** Opening DATASET block **
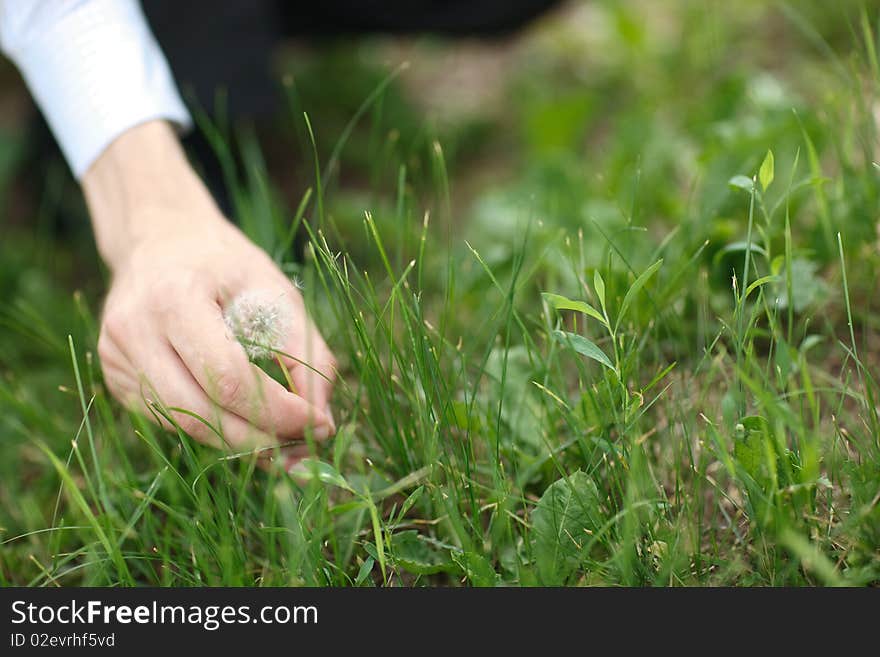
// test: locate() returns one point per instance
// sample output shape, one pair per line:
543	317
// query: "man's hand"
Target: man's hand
176	263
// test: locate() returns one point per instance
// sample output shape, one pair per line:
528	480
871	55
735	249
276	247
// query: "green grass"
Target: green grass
642	352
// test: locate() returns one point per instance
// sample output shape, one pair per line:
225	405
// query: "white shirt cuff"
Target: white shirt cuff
95	70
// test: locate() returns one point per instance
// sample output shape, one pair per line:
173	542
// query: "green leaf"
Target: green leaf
637	285
365	570
309	469
584	347
742	182
419	555
563	521
560	302
599	286
765	173
758	283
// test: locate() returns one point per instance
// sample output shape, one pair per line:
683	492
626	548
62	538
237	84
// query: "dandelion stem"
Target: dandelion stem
286	374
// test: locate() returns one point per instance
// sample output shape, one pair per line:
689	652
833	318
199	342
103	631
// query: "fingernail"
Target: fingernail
332	420
323	432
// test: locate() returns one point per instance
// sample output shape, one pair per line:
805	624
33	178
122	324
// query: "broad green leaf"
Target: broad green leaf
419	555
324	472
634	289
742	182
584	347
599	286
560	302
563	522
766	172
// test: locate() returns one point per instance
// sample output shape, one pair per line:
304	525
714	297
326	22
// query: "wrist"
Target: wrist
139	188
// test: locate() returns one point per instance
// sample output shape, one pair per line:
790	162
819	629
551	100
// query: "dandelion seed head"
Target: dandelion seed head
260	321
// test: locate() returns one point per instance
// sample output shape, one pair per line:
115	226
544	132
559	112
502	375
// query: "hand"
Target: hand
176	263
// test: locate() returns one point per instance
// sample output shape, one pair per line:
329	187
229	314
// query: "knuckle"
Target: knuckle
114	327
189	424
230	390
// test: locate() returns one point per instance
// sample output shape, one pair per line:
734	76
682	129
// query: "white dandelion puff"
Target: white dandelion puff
261	321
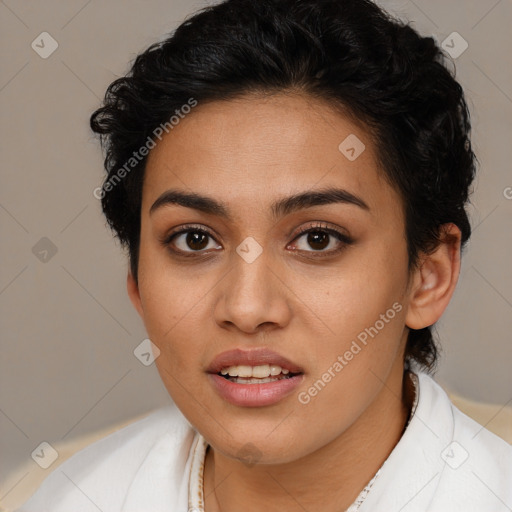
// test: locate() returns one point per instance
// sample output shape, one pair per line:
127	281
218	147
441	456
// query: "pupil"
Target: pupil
316	238
197	240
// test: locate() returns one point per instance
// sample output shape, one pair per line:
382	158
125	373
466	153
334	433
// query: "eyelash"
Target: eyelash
322	228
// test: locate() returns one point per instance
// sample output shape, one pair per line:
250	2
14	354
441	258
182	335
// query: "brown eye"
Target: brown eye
318	240
190	240
322	240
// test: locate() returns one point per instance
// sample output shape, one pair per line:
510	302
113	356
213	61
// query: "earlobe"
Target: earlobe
435	280
134	294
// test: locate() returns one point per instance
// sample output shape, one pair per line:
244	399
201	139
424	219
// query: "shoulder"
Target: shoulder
** Closing DATASET block **
EXERCISE GOAL:
Line by line, write out the material exactly, leaving the images out.

EXERCISE OUTPUT:
// test: locate() returns one point per instance
// sample output shape, one pair per line:
543	317
// query: "man's hand"
Target: man's hand
176	263
// test: locate() returns one point per instance
// sample output shape, one pair per line:
528	480
871	55
735	249
276	247
// query: "green grass"
Target: green grass
642	352
// test: locate() returns one point per instance
// sample output shape, one pair per line:
225	405
// query: "white shirt cuff"
Target: white shirt cuff
95	70
// test: locate() returns one point per instance
// sample output shape, one pair per line:
173	542
// query: "green leaf"
Target: green leaf
637	285
365	570
309	469
584	347
742	182
419	555
563	521
560	302
599	286
765	173
758	283
// test: locate() returns one point per instance
// sample output shape, one pair per line:
683	492
626	548
62	538
237	84
// query: "dandelion stem"
Target: dandelion stem
286	374
// test: locate() returns one point per instance
// sample output shape, one pair per line:
689	652
833	318
199	342
103	631
// query: "fingernail"
Target: fingernail
332	420
323	432
// test: locate() returns one point per instance
// sample output shape, one pair per line:
805	624
33	178
122	324
// query: "broad green leaf"
Target: broad green leaf
419	555
324	472
634	289
742	182
584	347
599	286
560	302
563	522
766	172
// test: locate() returns one point per instance
// sample output shape, one pair per line:
304	525
714	297
326	22
// query: "wrist"
Target: wrist
139	188
// test: locate() returns one point per instance
// sample output shape, one pair per line:
790	162
819	629
551	100
// query: "dandelion seed head"
Target: dandelion seed head
260	321
// test: locate() returns one point per instance
// sample output shape, one pair per line:
115	226
544	132
559	112
502	375
// query: "hand"
Target: hand
176	263
// test: locate() returns one point per instance
// sample output shape, one pair per line:
329	187
229	314
// query: "knuckle"
Target: knuckle
114	327
189	424
230	390
// test: locate() returns one point per instance
// sample output shape, one pair per line:
734	76
682	129
// query: "white dandelion puff"
Target: white dandelion puff
261	321
// test: locate() returns one point per instance
// sample output shape, one pair per line:
127	281
218	147
441	456
// query: "pupil"
Target: pupil
316	238
197	240
// test: locate() returns one point per instance
// sample output shape, one pair per line:
382	158
125	373
466	153
334	433
// query: "eyelash"
Target: eyelash
322	228
// test: locate() returns one point per instance
// sample output shape, one pair per line:
250	2
14	354
441	258
182	335
// query: "brown eye"
Target: brown eye
318	240
190	240
322	240
// test: locate() returns one point per instance
// sample output shape, one pair per line:
510	302
113	356
213	61
// query: "earlobe"
Target: earlobe
435	280
134	294
// test: locate() returns one point per instance
// sample output shape, one pair per line:
244	399
201	139
424	219
// query: "shoulder"
Target: shoulder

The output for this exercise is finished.